- _LO QUE SE PIDE_
En el texto sobre la charla de Laureano Márquez, resume en menos palabras el párrafo que empieza con «Como suele ocurrir en la Venezuela» sin perder sus datos principales.

- _TEXTO PARA ANALIZAR_
Llamar las cosas por su nombre

Recibimos a Laureano Márquez quince minutos antes de la hora pautada para su participación en el evento principal. Había sido invitado al IESA para dictar la charla motivacional a los nuevos estudiantes de la Maestría en Administración de Empresas. Mientras nos tomábamos un café y conversábamos, un profesor del instituto caminó hasta nuestra mesa para compartir sus opiniones acerca de un editorial periodístico firmado por el humorista, a propósito de la instalación de la nueva asamblea nacional.
Como suele ocurrir en la Venezuela de nuestro tiempo, la tertulia de fondo sobre la utilidad e importancia de un parlamento plural fue dejada de lado por el comentario ligero y acuciante de las recientes tropelías perpetradas por el poder que se pretende revolucionario; arbitrariedades perfectamente encarnadas en las insólitas declaraciones emitidas, en el diario Últimas Noticias, por el jefe del Comando Estratégico Operacional de la FAN. En esta entrevista, el general Henry Rangel Silva advierte, sin rubor alguno, que la Fuerza Armada Bolivariana se alzará en armas contra aquel gobierno de oposición que ose desmontar las políticas sociales y económicas implantadas (¿?) por el presidente Hugo Chávez.
Llegados a este punto de la conversación, el profesor se animó a plantear dos preguntas: ¿No creen ustedes que en Venezuela ya estamos viviendo en una dictadura? Y sí así lo consideran, ¿cómo explican entonces el hecho de que los líderes y dirigentes más populares no se atrevan a proclamar esta realidad ante sus compatriotas y ante el mundo? Tras un breve silencio, Laureano Márquez respondió: “El no poder pronunciar sin temor la palabra «dictadura» es lo que revela claramente que nosotros, como sociedad, ya hemos perdido la libertad”.

- _MATERIAL MOSTRADO_

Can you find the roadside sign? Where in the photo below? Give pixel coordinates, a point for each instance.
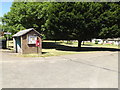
(7, 33)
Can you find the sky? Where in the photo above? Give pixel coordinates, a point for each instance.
(4, 7)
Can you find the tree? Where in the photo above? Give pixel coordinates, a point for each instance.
(65, 20)
(78, 21)
(110, 21)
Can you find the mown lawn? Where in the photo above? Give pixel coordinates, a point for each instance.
(52, 48)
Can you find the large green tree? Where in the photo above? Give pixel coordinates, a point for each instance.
(66, 20)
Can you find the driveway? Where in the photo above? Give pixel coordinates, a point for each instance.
(85, 70)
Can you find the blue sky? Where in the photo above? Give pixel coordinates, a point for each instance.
(5, 7)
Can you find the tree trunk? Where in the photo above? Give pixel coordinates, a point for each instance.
(83, 43)
(79, 44)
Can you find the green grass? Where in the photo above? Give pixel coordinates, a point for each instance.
(56, 52)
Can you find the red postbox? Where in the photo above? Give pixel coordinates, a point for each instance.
(37, 43)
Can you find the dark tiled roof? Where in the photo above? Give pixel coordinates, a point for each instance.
(22, 32)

- _TAREA RESUELTA_
Como es habitual hoy en Venezuela, la conversación de fondo sobre la utilidad de un parlamento plural quedó de lado ante los abusos recientes del poder que se dice revolucionario. Un ejemplo son las declaraciones del jefe del Comando Estratégico Operacional de la FAN al diario Últimas Noticias. En esa entrevista, el general Henry Rangel Silva advierte sin rubor que la Fuerza Armada Bolivariana se alzará en armas contra un gobierno de oposición que intente desmontar las políticas sociales y económicas del presidente Hugo Chávez.